--- YOUR GOAL ---
Copy the material below word for word, beginning with the line that contains "out the sky" and continuing through the line that contains "187,107,231,198".

Annotated coordinate records
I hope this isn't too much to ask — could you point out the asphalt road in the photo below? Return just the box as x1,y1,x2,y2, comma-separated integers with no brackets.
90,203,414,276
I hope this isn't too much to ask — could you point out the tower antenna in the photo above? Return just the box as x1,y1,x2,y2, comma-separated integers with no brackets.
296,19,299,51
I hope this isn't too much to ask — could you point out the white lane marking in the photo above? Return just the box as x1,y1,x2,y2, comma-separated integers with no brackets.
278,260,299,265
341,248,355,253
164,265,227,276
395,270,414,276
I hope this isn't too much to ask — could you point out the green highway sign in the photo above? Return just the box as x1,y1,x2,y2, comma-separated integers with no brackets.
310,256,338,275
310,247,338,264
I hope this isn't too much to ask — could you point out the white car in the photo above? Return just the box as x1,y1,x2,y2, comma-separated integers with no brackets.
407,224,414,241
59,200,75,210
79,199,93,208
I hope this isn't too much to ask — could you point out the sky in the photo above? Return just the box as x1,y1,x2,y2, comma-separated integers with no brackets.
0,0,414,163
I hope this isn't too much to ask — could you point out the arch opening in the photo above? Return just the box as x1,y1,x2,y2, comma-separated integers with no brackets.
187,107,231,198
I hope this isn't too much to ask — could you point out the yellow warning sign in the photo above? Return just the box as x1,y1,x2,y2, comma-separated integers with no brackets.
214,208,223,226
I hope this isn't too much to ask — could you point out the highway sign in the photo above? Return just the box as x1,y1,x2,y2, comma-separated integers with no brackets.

--- SOLUTION ---
I hope this isn't too much to ask — could you point out the sky in the photo above? Return just the box as x1,y1,x2,y2, comma-separated integers with no brackets.
0,0,414,163
I hope this isn't too much to ask — could you point out the arch opening in the photo above? Return just the box as x1,y1,x2,y2, comma-separated integers with no brackets.
187,107,231,198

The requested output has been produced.